• _Text excerpt_:
[start]
# Husband would rather separate than honour his vows



## aquajay (Feb 13, 2013)

We have been married for over 6 years and have a child together. We have been havin issues communicating and he has been challenging our vows for about 9 months now. He has been rude, disrespectful and hostile for a reason I can't figure out. He has been tempted by other women, drug & alcohol issues, fights about money, parenting, the list goes on and on. I am not and haven't felt a connection in a long time, since he started "testing" our vows and my boundaries. He has been acting like a teenager!

Anytime there is a disagreement or a fight, he threatens our marriage. I am not his first wife, he's been married before and fails to take ownership of it failing. His best buddy and his wife have a similar situation, their marriage ended and he gets advice from him often. 

I realize now that we are not on the same page with things in life and he'd rather break up our family than be held accountable for honouring his vows. I have been trying everything I can to make change and improvements, and he's not meeting me half way. We have been to counselling several times and he won't go anymore because he has been told he is in the wrong & is doing damage. The lines of communication have been cut now and it leaves me feeling stuck and confused. 

This leaves us with where we are now. Our marriage has been depleted of patience, kindness, admiration and love (from him I mean... how I feel). We aren't talking and he is ignoring me and our daughter. A couple of nights ago, we had another argument and haven't spoken since. I think he broke up with me by text. 

I sent him a message to let him know I'd pick up our daughter from daycare unless he already has, and didn't expect the reply that followed. He said we have to sort fhrough our mess because he is finished and would not be home that night as would be with his buddy (that I mentioned earlier). I replied and said, "oh?" I haven't seen or heard from him since. He has been home when I haven't been and didn't come home last night either.

I am carrying on as I would normally and have no idea what is going on. Our daughter has been asking about and for him too, so I am struggling with that too. I don't know when I'll see him or if he'll say anything. Does this mean it's really over?

Any thoughts?
_Posted via Mobile Device_


----------



## *LittleDeer* (Apr 19, 2012)

Get a lawyer. This man doesn't love or respect you, and he has left you to look after your daughter alone. I would have zero respect for him. 

I think you should move on, get some counselling and get your life in order. 

You deserve better.
Good luck,


----------



## smallsteps (Feb 23, 2013)

Sorry about what's happening to you. Yes it sounds like he's moved on. Don't make contact with him. See a lawyer, begin to focus on you and your daughter.

You suggested there might be an affair. Do you have any proof of it?

This man is taking advantage of you. He's playing mind games, that's just not right. Don't let him do that to you.


----------



## aquajay (Feb 13, 2013)

smallsteps said:


> Sorry about what's happening to you. Yes it sounds like he's moved on. Don't make contact with him. See a lawyer, begin to focus on you and your daughter.
> 
> You suggested there might be an affair. Do you have any proof of it?


He came home a few hours ago at nearly 5am. he was out drinking again I'm sure. He was loud, banged around in the kitchen and then went to sleep.
[end]
• _Source data_:
[start]
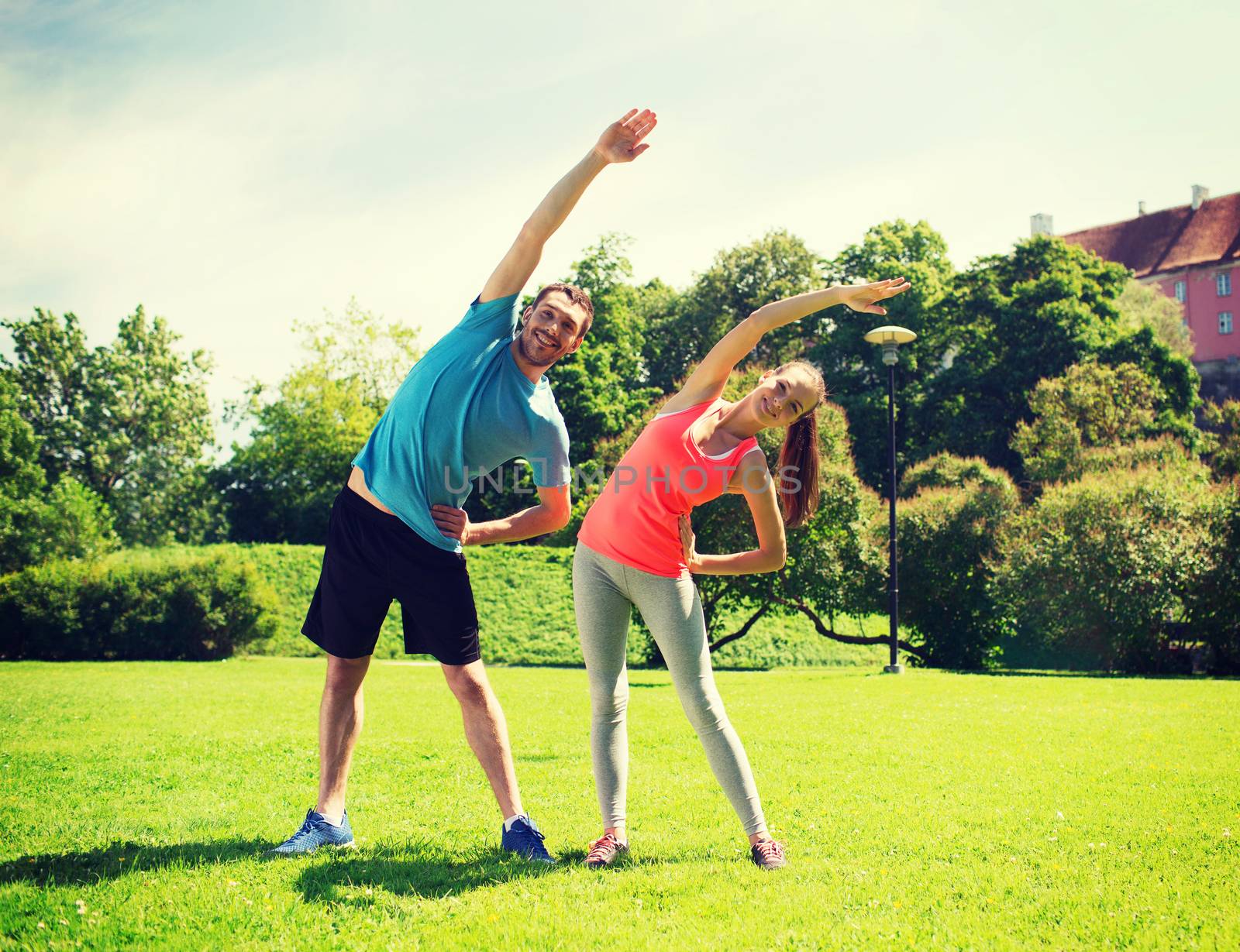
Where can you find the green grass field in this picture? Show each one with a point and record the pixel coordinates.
(925, 811)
[end]
• _Instruction 1_:
According to the forum thread about a strained marriage, what four things has the marriage been drained of?
• _Instruction 2_:
Write what comes next in the forum thread about a strained marriage.
The data can be set aside.

• _Final result 1_:
Patience, kindness, admiration and love.

• _Final result 2_:
I can't not have contact with him as we own our house together & I can't leave. I work partly from home and don't have family here. He has options! I figure if he wants out, then he can go.
Does that sound right? I have to work today and our daughter will be waking up soon.
Should I leave him a note that asks him to move out, as we aren't speaking?
Also, I don't have confirmation he cheated, only saw her pic in his phone, Facebook communication & emails for work related stuff and that was months ago. Not enough to go on
_Posted via Mobile Device_


----------



## smallsteps (Feb 23, 2013)

Don't move out. Tell him if he can't be a husband then he can go.


----------



## FeministInPink (Sep 13, 2012)

smallsteps said:


> Don't move out. Tell him if he can't be a husband then he can go.


:iagree:

When I finally got my STBXH to go to counseling, she was the one to suggest the separation. He thought about it, and decided that we should separate and he should be the one to move out. 

I don't know if that would work for you, but it's worth a shot?

EDIT: For some more context, I was like you -- very unhappy, but I had made vows and was intent on honoring them. My STBXH hadn't been honoring his vows for a long time by this point. He hadn't been unfaithful (yet), but the "love, honor, cherish, etc." were long gone for him by that point.


----------



## omgitselaine (Sep 5, 2013)

Let him leave!! You're better off being alone than being with someone who is there to make your life miserable. 

No man nor woman deserves to ever be treated this way especially from a spouse who vowed to honor and cherish you? I see far too many people holding on , being miserable and letting the years go by. Things at times are meant to happen ..... allow it to happen and who knows you just may then meet your actual soulmate?


----------



## aquajay (Feb 13, 2013)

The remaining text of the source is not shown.